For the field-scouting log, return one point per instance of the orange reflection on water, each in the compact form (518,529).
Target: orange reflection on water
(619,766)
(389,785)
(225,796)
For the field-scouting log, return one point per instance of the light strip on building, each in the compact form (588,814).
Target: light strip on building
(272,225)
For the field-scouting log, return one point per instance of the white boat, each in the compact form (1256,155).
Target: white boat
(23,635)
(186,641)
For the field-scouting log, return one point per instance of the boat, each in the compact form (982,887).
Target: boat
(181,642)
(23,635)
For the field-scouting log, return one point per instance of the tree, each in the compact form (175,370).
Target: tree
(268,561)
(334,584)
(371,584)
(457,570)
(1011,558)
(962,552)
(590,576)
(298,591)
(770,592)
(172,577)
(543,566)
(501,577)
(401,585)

________________

Write out the material above exactly, please, from its first line up to and including the line where "compact form (175,370)." appears, and stop there.

> [Your solution]:
For the field-scouting log, return one point per instance of the orange reflection on water, each in the compact form (518,529).
Target: orange reflection on water
(619,766)
(389,785)
(225,796)
For the field-scouting log, return one point per instance of the light strip on building, each in the compact form (588,814).
Target: light strip on building
(272,225)
For the field-scouting log, return one point per instance of the white boat, each in the compact form (1256,155).
Target: white boat
(23,635)
(186,641)
For the field-scouting log, return one point per instance of the boat, each in the compact form (982,887).
Target: boat
(181,642)
(23,635)
For the field-scouting log, return one point per instance of the tree, each in the compact form (175,370).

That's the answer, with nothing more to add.